[Datensatzzeilen dazu, wo Objekte zu sehen sind]
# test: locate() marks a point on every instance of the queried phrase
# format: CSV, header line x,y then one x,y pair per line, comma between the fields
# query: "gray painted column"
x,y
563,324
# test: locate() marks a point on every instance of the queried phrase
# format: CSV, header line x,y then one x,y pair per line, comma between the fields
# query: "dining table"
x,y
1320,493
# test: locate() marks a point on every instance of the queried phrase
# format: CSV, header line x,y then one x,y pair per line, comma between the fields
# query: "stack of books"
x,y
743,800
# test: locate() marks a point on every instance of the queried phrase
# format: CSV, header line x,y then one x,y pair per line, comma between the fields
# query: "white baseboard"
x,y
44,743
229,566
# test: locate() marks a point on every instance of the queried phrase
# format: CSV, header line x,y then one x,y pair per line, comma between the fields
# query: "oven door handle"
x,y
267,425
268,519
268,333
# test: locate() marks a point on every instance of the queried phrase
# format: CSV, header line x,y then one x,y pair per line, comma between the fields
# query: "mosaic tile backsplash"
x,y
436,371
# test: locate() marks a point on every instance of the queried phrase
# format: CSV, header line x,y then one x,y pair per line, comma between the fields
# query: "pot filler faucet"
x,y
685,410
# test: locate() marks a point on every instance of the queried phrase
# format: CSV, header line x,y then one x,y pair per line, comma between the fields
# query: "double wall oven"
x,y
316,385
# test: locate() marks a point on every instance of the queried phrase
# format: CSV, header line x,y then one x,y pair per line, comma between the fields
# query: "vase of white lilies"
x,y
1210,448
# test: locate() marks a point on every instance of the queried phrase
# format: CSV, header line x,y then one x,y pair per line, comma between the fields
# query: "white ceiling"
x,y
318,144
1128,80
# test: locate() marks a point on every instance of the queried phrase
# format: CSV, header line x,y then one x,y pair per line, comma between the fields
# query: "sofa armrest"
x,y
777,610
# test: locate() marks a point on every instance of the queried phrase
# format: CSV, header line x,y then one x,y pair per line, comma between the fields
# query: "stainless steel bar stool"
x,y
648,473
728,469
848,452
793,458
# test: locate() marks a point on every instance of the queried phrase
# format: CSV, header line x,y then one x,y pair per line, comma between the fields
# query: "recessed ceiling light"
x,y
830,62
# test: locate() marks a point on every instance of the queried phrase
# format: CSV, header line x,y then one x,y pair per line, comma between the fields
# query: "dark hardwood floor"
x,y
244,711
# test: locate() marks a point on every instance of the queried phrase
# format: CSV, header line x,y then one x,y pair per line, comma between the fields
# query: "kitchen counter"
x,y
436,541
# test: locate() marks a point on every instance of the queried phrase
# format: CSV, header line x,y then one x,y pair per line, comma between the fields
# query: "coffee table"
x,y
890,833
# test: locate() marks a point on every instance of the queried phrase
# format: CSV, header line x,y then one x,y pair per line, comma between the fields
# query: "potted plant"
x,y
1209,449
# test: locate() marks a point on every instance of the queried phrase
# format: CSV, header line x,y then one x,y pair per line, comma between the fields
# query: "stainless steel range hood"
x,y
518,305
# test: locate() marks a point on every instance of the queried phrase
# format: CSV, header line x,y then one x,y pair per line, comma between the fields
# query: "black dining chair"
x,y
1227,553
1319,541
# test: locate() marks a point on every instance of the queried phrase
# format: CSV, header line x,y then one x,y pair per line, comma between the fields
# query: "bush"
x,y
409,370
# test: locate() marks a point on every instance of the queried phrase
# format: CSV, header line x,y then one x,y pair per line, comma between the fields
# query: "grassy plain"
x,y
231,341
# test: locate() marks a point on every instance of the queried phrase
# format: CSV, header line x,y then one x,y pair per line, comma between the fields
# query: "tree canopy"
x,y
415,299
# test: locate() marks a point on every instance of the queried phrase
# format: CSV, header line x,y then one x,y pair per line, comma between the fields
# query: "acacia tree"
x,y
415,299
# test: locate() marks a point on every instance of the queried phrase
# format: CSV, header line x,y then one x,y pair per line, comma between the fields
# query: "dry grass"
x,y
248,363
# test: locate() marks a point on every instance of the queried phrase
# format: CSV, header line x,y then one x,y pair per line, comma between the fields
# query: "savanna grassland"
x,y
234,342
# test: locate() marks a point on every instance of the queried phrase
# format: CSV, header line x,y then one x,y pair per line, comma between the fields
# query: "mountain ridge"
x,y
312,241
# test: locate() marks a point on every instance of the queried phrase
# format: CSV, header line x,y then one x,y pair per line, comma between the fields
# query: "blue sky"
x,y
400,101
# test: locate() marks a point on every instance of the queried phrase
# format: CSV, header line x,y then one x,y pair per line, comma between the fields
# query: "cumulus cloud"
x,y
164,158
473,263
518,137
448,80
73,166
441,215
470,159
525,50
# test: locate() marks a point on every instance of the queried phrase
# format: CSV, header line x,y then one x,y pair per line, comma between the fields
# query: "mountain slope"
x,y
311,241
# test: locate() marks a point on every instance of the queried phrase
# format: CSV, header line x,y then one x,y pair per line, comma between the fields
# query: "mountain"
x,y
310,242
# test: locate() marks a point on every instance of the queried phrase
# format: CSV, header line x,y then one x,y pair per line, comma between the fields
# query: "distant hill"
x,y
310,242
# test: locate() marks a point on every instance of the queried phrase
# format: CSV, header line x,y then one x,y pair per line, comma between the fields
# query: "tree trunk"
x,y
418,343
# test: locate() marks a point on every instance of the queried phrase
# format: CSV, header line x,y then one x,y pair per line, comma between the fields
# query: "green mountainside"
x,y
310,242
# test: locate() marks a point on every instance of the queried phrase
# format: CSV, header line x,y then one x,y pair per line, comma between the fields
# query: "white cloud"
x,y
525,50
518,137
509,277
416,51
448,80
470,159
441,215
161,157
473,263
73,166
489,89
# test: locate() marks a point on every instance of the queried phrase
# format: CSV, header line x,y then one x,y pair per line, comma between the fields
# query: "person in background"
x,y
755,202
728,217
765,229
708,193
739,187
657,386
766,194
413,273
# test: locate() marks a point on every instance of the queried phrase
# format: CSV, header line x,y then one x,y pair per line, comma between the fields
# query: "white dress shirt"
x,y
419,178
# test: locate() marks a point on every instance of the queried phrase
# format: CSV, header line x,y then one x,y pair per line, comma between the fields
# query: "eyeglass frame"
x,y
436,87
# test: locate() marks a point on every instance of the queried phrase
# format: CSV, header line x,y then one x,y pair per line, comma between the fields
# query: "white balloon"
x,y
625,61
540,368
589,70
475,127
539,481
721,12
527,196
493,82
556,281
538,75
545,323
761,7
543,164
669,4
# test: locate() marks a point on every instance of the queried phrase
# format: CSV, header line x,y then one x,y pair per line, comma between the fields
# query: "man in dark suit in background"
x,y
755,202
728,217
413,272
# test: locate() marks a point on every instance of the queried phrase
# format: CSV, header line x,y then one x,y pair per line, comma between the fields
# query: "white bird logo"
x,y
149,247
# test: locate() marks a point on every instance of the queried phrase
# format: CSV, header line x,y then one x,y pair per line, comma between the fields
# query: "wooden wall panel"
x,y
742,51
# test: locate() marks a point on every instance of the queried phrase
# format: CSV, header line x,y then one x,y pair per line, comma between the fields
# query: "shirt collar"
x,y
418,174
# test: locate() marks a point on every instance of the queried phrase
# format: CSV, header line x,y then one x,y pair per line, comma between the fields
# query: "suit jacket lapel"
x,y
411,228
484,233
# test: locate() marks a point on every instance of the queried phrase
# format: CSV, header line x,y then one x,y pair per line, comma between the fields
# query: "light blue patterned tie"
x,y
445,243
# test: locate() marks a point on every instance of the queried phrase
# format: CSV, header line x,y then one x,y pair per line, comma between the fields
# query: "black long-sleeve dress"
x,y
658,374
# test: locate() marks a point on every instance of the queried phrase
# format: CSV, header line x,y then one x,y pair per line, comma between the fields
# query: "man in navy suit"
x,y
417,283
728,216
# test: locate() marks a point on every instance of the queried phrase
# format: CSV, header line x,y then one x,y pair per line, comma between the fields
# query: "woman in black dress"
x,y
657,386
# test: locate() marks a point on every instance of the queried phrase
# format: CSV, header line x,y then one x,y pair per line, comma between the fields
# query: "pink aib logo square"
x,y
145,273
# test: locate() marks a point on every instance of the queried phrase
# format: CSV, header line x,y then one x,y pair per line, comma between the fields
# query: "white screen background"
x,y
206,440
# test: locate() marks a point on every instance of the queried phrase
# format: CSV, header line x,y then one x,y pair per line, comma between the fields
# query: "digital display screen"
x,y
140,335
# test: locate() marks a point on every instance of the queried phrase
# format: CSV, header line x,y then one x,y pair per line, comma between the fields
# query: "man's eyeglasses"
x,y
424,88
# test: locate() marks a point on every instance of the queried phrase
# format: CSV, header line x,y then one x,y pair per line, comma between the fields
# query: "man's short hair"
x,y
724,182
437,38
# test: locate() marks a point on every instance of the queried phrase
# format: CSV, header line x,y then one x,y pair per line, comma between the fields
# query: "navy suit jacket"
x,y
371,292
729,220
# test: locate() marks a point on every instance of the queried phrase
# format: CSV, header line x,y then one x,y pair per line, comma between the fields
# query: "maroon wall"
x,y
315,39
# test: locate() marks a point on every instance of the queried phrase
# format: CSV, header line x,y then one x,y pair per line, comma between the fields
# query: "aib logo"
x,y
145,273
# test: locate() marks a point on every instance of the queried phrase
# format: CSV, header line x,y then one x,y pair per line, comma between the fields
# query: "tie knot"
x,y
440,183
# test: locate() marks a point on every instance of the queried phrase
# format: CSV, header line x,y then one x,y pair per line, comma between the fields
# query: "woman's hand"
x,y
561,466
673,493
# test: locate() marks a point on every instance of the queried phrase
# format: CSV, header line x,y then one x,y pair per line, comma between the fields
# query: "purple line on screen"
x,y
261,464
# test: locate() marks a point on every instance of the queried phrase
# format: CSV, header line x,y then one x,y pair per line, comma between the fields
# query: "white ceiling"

ZIEL DER AUFGABE: Filtere die Auflistung und übernimm jede Zeile, in der das Wort „black“ vorkommt.

ERGEBNIS:
# query: "black dining chair"
# query: "black long-sleeve dress"
# query: "woman in black dress"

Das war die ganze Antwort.